• [What is asked]: Copy, without any change, the lines running from the one containing "Provide one point per instance of the vehicle" through the last of the entries, both ends included.

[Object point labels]

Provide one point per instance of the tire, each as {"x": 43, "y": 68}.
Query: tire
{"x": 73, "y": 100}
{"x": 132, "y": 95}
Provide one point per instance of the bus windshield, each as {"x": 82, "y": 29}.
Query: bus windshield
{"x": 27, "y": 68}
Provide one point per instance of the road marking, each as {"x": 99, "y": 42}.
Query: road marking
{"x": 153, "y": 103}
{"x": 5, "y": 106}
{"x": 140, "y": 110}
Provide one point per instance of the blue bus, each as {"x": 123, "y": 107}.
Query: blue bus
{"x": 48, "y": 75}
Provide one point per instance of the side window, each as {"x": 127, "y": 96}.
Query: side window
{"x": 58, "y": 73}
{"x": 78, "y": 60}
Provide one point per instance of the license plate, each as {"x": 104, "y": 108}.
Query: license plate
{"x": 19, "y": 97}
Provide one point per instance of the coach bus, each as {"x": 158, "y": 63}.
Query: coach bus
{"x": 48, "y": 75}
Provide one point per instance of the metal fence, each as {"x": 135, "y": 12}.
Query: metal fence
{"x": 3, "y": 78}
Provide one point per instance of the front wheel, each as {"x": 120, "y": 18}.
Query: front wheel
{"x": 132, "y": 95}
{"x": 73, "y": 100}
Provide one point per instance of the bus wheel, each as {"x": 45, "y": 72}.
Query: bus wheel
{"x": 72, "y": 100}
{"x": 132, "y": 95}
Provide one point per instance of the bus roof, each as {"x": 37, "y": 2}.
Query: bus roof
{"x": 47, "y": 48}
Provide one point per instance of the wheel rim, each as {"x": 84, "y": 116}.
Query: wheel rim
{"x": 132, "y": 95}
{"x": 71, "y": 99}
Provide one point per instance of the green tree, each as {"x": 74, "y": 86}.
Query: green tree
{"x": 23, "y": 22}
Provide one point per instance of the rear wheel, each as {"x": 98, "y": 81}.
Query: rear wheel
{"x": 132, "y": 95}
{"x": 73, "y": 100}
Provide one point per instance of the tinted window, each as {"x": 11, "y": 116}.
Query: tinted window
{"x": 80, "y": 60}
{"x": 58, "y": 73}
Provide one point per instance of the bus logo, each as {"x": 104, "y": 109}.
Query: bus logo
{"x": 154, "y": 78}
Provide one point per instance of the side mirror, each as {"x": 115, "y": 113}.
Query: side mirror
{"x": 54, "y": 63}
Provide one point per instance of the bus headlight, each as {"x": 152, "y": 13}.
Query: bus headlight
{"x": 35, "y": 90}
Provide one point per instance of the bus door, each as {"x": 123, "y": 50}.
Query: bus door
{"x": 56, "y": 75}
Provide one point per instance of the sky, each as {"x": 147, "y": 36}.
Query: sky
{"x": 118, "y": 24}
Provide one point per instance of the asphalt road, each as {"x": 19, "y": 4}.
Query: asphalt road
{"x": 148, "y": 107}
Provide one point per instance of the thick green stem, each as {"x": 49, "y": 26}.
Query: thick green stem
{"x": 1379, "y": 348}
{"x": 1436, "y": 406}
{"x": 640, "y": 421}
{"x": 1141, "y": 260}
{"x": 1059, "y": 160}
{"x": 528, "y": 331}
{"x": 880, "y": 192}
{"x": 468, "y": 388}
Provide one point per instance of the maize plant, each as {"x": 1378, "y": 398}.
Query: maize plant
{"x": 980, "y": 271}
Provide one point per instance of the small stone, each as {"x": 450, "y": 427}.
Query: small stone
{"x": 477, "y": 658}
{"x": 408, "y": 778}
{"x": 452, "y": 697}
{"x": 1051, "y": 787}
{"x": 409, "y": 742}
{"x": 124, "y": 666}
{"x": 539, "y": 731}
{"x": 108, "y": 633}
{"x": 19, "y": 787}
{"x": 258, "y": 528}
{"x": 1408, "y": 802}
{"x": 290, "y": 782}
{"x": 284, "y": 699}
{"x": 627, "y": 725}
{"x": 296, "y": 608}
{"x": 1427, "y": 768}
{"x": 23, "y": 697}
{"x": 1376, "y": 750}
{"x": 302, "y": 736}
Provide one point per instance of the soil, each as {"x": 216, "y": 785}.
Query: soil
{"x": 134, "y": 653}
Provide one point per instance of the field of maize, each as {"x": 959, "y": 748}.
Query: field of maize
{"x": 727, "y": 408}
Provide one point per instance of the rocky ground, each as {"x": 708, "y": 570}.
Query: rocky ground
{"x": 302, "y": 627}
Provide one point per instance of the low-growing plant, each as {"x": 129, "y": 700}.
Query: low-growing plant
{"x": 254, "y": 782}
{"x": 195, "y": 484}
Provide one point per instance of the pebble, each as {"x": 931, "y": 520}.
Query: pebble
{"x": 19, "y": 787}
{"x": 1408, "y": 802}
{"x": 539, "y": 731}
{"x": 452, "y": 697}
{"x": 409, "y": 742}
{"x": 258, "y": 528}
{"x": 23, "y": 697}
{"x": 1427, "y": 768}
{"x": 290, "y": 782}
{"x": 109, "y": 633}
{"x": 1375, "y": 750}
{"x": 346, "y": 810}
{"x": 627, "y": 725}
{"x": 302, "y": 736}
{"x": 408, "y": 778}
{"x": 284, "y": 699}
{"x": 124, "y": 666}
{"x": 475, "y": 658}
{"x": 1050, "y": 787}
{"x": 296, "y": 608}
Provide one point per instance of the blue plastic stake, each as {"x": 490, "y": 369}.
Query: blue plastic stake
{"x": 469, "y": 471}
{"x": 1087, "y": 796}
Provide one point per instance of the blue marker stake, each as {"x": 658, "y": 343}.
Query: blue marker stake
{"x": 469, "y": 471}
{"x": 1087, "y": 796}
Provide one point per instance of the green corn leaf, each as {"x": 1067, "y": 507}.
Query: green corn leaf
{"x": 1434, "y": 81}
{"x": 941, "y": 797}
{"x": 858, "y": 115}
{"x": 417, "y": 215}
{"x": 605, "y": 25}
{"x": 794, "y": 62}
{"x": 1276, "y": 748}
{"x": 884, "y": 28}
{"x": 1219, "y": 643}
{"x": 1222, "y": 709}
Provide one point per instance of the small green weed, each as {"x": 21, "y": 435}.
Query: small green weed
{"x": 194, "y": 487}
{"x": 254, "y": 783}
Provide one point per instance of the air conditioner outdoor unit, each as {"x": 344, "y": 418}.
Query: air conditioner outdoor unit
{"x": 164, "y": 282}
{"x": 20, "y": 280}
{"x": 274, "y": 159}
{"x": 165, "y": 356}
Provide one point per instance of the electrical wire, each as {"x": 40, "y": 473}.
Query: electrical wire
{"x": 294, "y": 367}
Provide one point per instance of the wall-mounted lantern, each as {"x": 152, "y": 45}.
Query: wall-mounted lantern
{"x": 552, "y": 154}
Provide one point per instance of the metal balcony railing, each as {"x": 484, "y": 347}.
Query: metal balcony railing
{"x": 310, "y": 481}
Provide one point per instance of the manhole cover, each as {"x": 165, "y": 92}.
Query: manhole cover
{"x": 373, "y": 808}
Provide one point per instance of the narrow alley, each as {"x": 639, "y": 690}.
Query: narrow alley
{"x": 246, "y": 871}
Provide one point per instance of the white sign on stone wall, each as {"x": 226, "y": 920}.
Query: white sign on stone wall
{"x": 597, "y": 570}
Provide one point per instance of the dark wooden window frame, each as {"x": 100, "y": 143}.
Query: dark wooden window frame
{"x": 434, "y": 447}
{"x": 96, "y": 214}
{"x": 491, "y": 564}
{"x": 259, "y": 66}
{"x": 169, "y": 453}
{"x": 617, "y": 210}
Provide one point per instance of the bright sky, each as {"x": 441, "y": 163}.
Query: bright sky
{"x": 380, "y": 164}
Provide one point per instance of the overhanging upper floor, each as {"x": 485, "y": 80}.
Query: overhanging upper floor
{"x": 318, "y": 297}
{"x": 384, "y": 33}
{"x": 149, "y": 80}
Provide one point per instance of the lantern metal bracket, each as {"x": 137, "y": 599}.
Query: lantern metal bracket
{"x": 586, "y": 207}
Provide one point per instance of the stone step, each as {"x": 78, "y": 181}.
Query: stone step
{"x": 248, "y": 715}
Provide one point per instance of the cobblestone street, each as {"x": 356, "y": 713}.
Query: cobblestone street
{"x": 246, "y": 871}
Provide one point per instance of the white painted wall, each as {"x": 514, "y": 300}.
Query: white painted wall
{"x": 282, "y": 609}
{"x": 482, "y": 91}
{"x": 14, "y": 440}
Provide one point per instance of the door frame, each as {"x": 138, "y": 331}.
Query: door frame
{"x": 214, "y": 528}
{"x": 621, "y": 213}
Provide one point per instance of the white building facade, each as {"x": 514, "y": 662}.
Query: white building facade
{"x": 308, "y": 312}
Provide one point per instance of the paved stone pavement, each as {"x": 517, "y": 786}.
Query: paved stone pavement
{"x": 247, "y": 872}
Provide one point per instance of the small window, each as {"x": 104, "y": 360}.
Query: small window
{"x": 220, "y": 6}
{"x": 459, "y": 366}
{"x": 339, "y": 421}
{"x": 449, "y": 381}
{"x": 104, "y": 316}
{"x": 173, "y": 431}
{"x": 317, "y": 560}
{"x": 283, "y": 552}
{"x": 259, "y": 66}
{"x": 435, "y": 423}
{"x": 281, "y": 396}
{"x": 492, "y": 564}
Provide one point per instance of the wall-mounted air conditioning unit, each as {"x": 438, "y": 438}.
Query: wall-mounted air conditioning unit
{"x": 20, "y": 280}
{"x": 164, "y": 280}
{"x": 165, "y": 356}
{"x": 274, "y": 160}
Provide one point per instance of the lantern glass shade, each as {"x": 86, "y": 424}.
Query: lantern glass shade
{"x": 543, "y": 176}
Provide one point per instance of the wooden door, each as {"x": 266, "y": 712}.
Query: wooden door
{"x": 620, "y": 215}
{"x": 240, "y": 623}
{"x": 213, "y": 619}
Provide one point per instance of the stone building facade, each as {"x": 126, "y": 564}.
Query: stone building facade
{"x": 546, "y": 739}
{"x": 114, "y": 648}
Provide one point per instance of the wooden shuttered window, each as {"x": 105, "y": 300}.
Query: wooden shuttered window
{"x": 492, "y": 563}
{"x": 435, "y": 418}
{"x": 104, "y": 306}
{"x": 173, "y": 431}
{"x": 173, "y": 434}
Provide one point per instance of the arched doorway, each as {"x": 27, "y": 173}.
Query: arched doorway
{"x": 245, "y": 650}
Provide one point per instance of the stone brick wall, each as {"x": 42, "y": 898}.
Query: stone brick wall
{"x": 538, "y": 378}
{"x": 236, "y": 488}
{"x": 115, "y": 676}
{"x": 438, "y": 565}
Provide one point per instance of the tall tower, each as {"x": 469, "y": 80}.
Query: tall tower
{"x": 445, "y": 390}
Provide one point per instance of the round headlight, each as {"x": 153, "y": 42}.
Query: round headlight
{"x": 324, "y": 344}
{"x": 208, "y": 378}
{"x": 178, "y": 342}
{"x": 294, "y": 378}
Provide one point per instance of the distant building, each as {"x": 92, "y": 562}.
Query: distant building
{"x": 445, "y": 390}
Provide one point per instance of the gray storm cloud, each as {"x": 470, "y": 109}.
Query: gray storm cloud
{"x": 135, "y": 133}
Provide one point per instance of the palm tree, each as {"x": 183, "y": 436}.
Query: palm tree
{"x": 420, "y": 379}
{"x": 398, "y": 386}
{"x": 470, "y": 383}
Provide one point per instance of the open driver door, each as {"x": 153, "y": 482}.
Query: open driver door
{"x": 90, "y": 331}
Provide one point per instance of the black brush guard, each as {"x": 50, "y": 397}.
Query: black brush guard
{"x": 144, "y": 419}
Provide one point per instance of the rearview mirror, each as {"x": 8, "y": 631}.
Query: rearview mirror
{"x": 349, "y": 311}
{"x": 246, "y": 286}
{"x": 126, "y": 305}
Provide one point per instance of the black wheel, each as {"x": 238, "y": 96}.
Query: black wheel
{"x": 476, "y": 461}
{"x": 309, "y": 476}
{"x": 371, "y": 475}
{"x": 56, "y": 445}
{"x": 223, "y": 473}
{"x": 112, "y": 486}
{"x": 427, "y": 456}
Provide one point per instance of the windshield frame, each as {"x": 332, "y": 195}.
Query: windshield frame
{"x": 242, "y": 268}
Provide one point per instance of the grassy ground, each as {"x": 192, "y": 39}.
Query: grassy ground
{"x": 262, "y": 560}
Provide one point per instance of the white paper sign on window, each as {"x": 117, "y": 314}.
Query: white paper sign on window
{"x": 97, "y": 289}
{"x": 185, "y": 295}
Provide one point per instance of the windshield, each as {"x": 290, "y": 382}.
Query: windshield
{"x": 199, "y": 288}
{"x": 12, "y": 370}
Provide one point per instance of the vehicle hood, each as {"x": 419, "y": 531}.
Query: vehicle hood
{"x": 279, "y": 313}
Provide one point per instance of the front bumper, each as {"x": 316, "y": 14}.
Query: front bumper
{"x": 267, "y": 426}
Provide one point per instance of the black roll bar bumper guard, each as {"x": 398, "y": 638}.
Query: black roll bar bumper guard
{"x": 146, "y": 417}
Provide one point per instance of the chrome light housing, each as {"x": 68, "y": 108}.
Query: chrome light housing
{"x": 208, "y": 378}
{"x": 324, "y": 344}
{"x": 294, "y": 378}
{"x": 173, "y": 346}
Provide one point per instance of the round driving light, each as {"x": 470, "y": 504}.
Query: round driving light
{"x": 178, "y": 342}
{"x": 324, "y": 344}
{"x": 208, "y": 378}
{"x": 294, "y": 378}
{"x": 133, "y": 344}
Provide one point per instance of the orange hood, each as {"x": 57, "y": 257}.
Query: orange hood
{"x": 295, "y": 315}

• [Task response]:
Provide one point per instance of the vehicle hood, each as {"x": 419, "y": 531}.
Query: vehicle hood
{"x": 279, "y": 313}
Provide one point per instance of the front bumper, each as {"x": 316, "y": 14}.
Query: front bumper
{"x": 267, "y": 426}
Provide one point per instance of the black roll bar bumper guard, each as {"x": 398, "y": 638}.
Query: black roll bar bumper guard
{"x": 146, "y": 417}
Provide one point per instance of the chrome light housing, each as {"x": 68, "y": 108}.
Query: chrome light housing
{"x": 208, "y": 378}
{"x": 324, "y": 344}
{"x": 294, "y": 378}
{"x": 173, "y": 346}
Provide one point per instance of the round driving light, each as {"x": 470, "y": 504}.
Query: round driving light
{"x": 178, "y": 342}
{"x": 324, "y": 344}
{"x": 208, "y": 378}
{"x": 294, "y": 378}
{"x": 133, "y": 344}
Provide one point per instance of the orange hood, each as {"x": 57, "y": 257}.
Query: orange hood
{"x": 295, "y": 315}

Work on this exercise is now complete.